QUOTED PASSAGE Start Marker

# Barking?



## CrossCreations (Mar 10, 2010)

My Sheba is nearly 14. I've had her since she was a small pup and she has never ever been a barker, very rarely makes any noise at all. However within the last month or so she has begun barking sometimes for no apparent reason... no one at the door, she's been fed & watered, been out, all that stuff.

I am confused. What is she trying to tell me? 

She doesn't bark all day long or anything, but seems now there's at least one or two barking episodes daily. This seems to happen more often in the evening. If I go and spend some time petting and grooming and talking to her, she'll calm down and quit, then start again later or next day. Very new behavior for this dog and confusing. Any ideas?


----------



## coppers-mom (Jan 9, 2009)

My older guy barks at times and he is just asking for attention. He doesn't bark much otherwise. He barks and then looks around to see if I heard him and am on my way for some petting. Of coure, he is a bit spoiled and has me trained so I don't know if this is what Sheba is doing or not.

Sheba is a pretty girl.


----------



## RedDogs (Jan 30, 2010)

I would highly recommend talking to your vet about this or finding a vet who specializes in seniors. This could be just a silly dog thing, or it could be an early part of some mental deterioration. There are quite a few things senior-pet-specialist-vets can recommend to help if that's the case, and esp as a preventative. 

After attending several sessions on this at a vet conference I went home and really changed up what I'm doing with my older dog! (List of supplements to ask the vet about, being sure to provide sufficient and varied enrichment activities, way more training, more puzzle toys).


----------



## Dallas Gold (Dec 22, 2007)

RedDogs said:


> I would highly recommend talking to your vet about this or finding a vet who specializes in seniors. This could be just a silly dog thing, or it could be an early part of some mental deterioration. There are quite a few things senior-pet-specialist-vets can recommend to help if that's the case, and esp as a preventative.
> 
> After attending several sessions on this at a vet conference I went home and really changed up what I'm doing with my older dog! (List of supplements to ask the vet about, being sure to provide sufficient and varied enrichment activities, way more training, more puzzle toys).


I was thinking the same thing, if it isn't for attention and is a new behavior it could be the beginnings of canine cognitive disorder or dementia. I'd suggest a senior exam for your Sheba.


----------



## txmn1016 (Nov 3, 2008)

I agree that it could be a sign of mental deterioration.

QUOTED PASSAGE End Marker

» **DIRECTIONS**:
1/ Translate this sentence from the dog barking thread into Spanish: "This seems to happen more often in the evening."
2/ Reproduce the passage of the dog barking thread from "## coppers-mom (Jan" up to and including "a pretty girl.".
3/ According to the dog barking thread, how old is Sheba?

SUPPLIED MATERIAL Start Marker

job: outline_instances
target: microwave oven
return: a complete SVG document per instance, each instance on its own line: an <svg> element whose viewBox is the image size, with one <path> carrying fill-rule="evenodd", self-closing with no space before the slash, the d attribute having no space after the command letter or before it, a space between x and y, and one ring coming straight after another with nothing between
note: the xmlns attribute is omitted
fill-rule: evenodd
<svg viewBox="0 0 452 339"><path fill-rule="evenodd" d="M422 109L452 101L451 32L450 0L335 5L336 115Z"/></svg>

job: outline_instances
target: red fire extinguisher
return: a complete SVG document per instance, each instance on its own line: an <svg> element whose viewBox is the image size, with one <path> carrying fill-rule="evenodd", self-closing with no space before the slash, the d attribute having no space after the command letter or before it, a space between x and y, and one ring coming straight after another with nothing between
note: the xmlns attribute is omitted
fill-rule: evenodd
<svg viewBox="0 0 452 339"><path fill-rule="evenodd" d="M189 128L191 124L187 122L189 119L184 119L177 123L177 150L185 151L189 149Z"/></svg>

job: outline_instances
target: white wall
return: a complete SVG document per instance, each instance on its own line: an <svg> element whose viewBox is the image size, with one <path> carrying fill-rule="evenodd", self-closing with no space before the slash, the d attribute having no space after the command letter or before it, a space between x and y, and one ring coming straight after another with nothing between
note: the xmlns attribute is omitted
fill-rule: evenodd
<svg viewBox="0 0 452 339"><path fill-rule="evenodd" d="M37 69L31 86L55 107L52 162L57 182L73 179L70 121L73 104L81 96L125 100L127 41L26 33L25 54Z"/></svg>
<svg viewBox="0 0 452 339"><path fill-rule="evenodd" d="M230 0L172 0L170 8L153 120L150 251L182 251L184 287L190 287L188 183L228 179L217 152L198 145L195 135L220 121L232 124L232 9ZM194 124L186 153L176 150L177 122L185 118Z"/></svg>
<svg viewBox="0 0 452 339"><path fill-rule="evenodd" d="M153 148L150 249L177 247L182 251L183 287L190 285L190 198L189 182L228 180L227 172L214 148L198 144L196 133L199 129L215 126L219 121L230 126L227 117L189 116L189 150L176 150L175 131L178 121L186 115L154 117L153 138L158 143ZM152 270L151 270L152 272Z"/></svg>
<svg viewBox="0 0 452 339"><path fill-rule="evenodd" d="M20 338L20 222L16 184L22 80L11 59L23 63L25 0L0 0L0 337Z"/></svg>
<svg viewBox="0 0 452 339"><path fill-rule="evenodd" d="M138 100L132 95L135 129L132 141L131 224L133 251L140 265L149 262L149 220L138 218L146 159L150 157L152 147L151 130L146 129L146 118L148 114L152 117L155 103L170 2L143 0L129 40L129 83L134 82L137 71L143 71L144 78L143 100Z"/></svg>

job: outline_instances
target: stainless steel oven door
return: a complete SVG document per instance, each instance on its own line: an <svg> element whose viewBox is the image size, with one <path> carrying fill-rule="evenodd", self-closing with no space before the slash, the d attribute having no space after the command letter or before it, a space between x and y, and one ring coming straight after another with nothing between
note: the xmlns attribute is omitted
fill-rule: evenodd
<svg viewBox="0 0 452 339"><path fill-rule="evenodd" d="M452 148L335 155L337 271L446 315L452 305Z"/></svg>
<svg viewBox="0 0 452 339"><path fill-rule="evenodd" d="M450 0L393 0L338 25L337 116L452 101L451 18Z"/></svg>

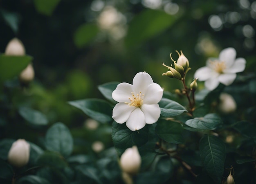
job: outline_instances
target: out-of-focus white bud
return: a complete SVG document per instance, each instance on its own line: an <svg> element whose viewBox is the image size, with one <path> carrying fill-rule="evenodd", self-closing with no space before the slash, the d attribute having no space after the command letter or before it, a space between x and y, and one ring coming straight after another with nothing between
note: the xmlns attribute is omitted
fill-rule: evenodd
<svg viewBox="0 0 256 184"><path fill-rule="evenodd" d="M92 143L92 148L96 153L99 153L104 149L104 146L102 142L95 141Z"/></svg>
<svg viewBox="0 0 256 184"><path fill-rule="evenodd" d="M32 65L29 64L21 72L19 78L21 82L28 83L34 79L34 69Z"/></svg>
<svg viewBox="0 0 256 184"><path fill-rule="evenodd" d="M30 145L24 139L20 139L13 142L8 153L9 163L16 167L25 165L29 159Z"/></svg>
<svg viewBox="0 0 256 184"><path fill-rule="evenodd" d="M136 146L126 149L120 158L120 164L123 171L131 175L138 173L141 162L141 157Z"/></svg>
<svg viewBox="0 0 256 184"><path fill-rule="evenodd" d="M229 94L222 93L220 96L219 110L224 114L234 112L236 109L236 103L233 97Z"/></svg>
<svg viewBox="0 0 256 184"><path fill-rule="evenodd" d="M24 46L21 41L17 38L14 38L9 42L5 48L6 55L22 56L25 55L25 53Z"/></svg>

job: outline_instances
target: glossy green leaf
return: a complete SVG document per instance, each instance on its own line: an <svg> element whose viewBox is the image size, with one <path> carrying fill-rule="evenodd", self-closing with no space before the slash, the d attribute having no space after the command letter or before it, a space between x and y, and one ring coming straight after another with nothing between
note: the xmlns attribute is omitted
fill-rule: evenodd
<svg viewBox="0 0 256 184"><path fill-rule="evenodd" d="M164 31L177 20L164 11L145 9L134 17L129 25L125 43L135 46Z"/></svg>
<svg viewBox="0 0 256 184"><path fill-rule="evenodd" d="M9 181L11 183L13 172L12 167L6 161L0 159L0 178Z"/></svg>
<svg viewBox="0 0 256 184"><path fill-rule="evenodd" d="M76 169L79 171L83 175L87 178L92 180L93 183L102 184L103 183L99 180L97 170L91 166L85 165L79 165L76 167Z"/></svg>
<svg viewBox="0 0 256 184"><path fill-rule="evenodd" d="M45 135L45 147L64 157L69 156L73 151L73 138L67 127L61 123L51 127Z"/></svg>
<svg viewBox="0 0 256 184"><path fill-rule="evenodd" d="M39 13L50 16L60 1L61 0L34 0L34 4Z"/></svg>
<svg viewBox="0 0 256 184"><path fill-rule="evenodd" d="M68 103L82 110L86 115L99 122L104 123L113 120L113 107L104 100L85 99L70 101Z"/></svg>
<svg viewBox="0 0 256 184"><path fill-rule="evenodd" d="M219 138L206 135L200 140L199 149L204 168L216 183L220 183L226 158L225 144Z"/></svg>
<svg viewBox="0 0 256 184"><path fill-rule="evenodd" d="M161 109L161 115L164 117L175 116L187 111L181 105L169 99L163 98L158 104Z"/></svg>
<svg viewBox="0 0 256 184"><path fill-rule="evenodd" d="M28 55L0 55L0 82L18 76L32 59L32 57Z"/></svg>
<svg viewBox="0 0 256 184"><path fill-rule="evenodd" d="M84 24L81 25L74 35L74 42L77 47L81 48L88 44L97 35L99 32L97 25Z"/></svg>
<svg viewBox="0 0 256 184"><path fill-rule="evenodd" d="M7 160L9 151L15 141L9 139L2 139L0 141L0 159Z"/></svg>
<svg viewBox="0 0 256 184"><path fill-rule="evenodd" d="M118 82L109 82L99 85L98 88L106 99L116 103L117 102L112 98L112 92L119 83Z"/></svg>
<svg viewBox="0 0 256 184"><path fill-rule="evenodd" d="M50 184L45 178L35 175L27 175L19 179L17 184Z"/></svg>
<svg viewBox="0 0 256 184"><path fill-rule="evenodd" d="M159 137L168 142L182 144L184 142L182 135L183 129L178 123L161 120L157 122L155 130Z"/></svg>
<svg viewBox="0 0 256 184"><path fill-rule="evenodd" d="M38 165L41 166L50 166L62 169L67 166L64 158L55 152L45 151L37 160Z"/></svg>
<svg viewBox="0 0 256 184"><path fill-rule="evenodd" d="M46 116L39 111L22 107L19 108L18 112L20 116L31 125L45 125L48 124Z"/></svg>
<svg viewBox="0 0 256 184"><path fill-rule="evenodd" d="M203 118L195 118L187 120L186 125L192 127L204 130L214 129L222 123L220 118L216 114L208 114Z"/></svg>
<svg viewBox="0 0 256 184"><path fill-rule="evenodd" d="M137 131L132 131L125 123L115 122L112 125L112 140L119 155L127 148L136 145L139 147L148 140L148 129L147 126Z"/></svg>

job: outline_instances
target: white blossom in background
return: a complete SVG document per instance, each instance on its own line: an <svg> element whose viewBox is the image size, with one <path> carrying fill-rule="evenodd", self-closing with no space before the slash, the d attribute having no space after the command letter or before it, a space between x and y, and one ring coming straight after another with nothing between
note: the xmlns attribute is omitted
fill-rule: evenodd
<svg viewBox="0 0 256 184"><path fill-rule="evenodd" d="M235 80L236 73L243 72L245 68L245 59L241 57L236 59L236 56L234 48L223 49L218 59L209 59L206 66L197 70L194 77L198 78L198 81L205 81L204 85L210 90L217 88L220 83L230 85Z"/></svg>
<svg viewBox="0 0 256 184"><path fill-rule="evenodd" d="M218 108L223 114L231 113L236 110L236 103L232 96L227 93L222 93L220 96Z"/></svg>
<svg viewBox="0 0 256 184"><path fill-rule="evenodd" d="M24 139L20 139L14 142L9 151L8 161L16 167L26 165L29 159L30 145Z"/></svg>
<svg viewBox="0 0 256 184"><path fill-rule="evenodd" d="M135 175L139 172L141 163L141 159L136 146L128 148L121 156L120 165L122 171L130 175Z"/></svg>
<svg viewBox="0 0 256 184"><path fill-rule="evenodd" d="M157 122L160 110L157 104L163 96L163 89L154 83L146 72L136 74L132 85L122 83L117 85L112 97L119 102L113 109L112 117L118 123L126 122L132 131L143 128L146 124Z"/></svg>
<svg viewBox="0 0 256 184"><path fill-rule="evenodd" d="M25 54L24 46L17 38L11 40L5 48L6 55L22 56Z"/></svg>

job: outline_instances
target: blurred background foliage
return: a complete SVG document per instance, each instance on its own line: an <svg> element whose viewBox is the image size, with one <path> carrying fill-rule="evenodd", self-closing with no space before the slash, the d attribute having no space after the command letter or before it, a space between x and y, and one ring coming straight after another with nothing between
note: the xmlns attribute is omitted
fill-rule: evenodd
<svg viewBox="0 0 256 184"><path fill-rule="evenodd" d="M173 92L180 86L162 76L166 71L162 63L171 65L171 53L177 59L175 50L190 61L188 84L207 58L228 47L245 58L246 72L254 75L256 20L252 0L2 0L0 53L18 37L33 57L35 77L26 86L17 79L5 83L2 105L10 105L1 110L0 125L11 123L0 138L38 144L47 126L60 121L70 128L74 153L92 151L95 141L110 147L111 126L92 123L67 101L103 99L98 85L131 83L144 71ZM41 112L48 125L26 121L22 107Z"/></svg>

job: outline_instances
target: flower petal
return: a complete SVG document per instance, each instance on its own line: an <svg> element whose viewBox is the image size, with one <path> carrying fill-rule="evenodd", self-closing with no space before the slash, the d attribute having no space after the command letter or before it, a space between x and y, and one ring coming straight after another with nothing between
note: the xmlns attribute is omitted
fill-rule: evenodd
<svg viewBox="0 0 256 184"><path fill-rule="evenodd" d="M234 81L236 77L236 74L222 74L218 77L219 81L226 85L231 84Z"/></svg>
<svg viewBox="0 0 256 184"><path fill-rule="evenodd" d="M141 109L145 115L145 121L147 124L153 124L157 121L160 117L161 110L158 104L144 104Z"/></svg>
<svg viewBox="0 0 256 184"><path fill-rule="evenodd" d="M126 121L126 126L132 131L139 130L146 125L145 115L139 108L132 112Z"/></svg>
<svg viewBox="0 0 256 184"><path fill-rule="evenodd" d="M219 56L219 59L225 61L227 68L230 68L234 63L236 56L236 50L232 47L229 47L222 50Z"/></svg>
<svg viewBox="0 0 256 184"><path fill-rule="evenodd" d="M121 83L112 92L112 98L118 102L129 102L128 99L132 96L133 92L132 85L126 82Z"/></svg>
<svg viewBox="0 0 256 184"><path fill-rule="evenodd" d="M113 109L112 118L117 123L124 123L127 120L131 113L136 108L124 103L119 103Z"/></svg>
<svg viewBox="0 0 256 184"><path fill-rule="evenodd" d="M241 72L245 68L246 61L244 58L240 57L235 61L234 64L230 68L225 70L224 73L234 73Z"/></svg>
<svg viewBox="0 0 256 184"><path fill-rule="evenodd" d="M206 81L211 77L211 74L212 72L212 69L207 66L204 66L197 70L194 75L194 78L198 78L199 81Z"/></svg>
<svg viewBox="0 0 256 184"><path fill-rule="evenodd" d="M218 87L219 83L218 78L213 77L206 80L204 85L208 90L212 91Z"/></svg>
<svg viewBox="0 0 256 184"><path fill-rule="evenodd" d="M154 104L160 101L163 96L164 90L156 83L150 84L144 95L143 103L144 104Z"/></svg>
<svg viewBox="0 0 256 184"><path fill-rule="evenodd" d="M132 85L135 93L139 93L141 92L145 94L150 84L153 83L151 76L146 72L139 72L135 75L132 80Z"/></svg>

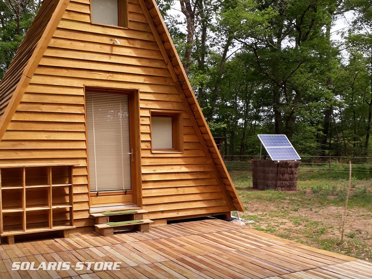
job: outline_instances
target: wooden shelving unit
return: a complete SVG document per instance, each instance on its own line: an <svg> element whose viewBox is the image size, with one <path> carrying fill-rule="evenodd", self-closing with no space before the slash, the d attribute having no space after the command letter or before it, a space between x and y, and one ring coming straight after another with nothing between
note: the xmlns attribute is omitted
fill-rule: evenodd
<svg viewBox="0 0 372 279"><path fill-rule="evenodd" d="M75 164L0 164L0 235L12 243L19 234L63 230L68 235L65 230L75 227Z"/></svg>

SUPPLIED MATERIAL End Marker

» **LIST OF ANSWERS**:
1/ Esto parece ocurrir con más frecuencia por la noche.

2/
## coppers-mom (Jan 9, 2009)

My older guy barks at times and he is just asking for attention. He doesn't bark much otherwise. He barks and then looks around to see if I heard him and am on my way for some petting. Of coure, he is a bit spoiled and has me trained so I don't know if this is what Sheba is doing or not.

Sheba is a pretty girl.

3/ Nearly 14.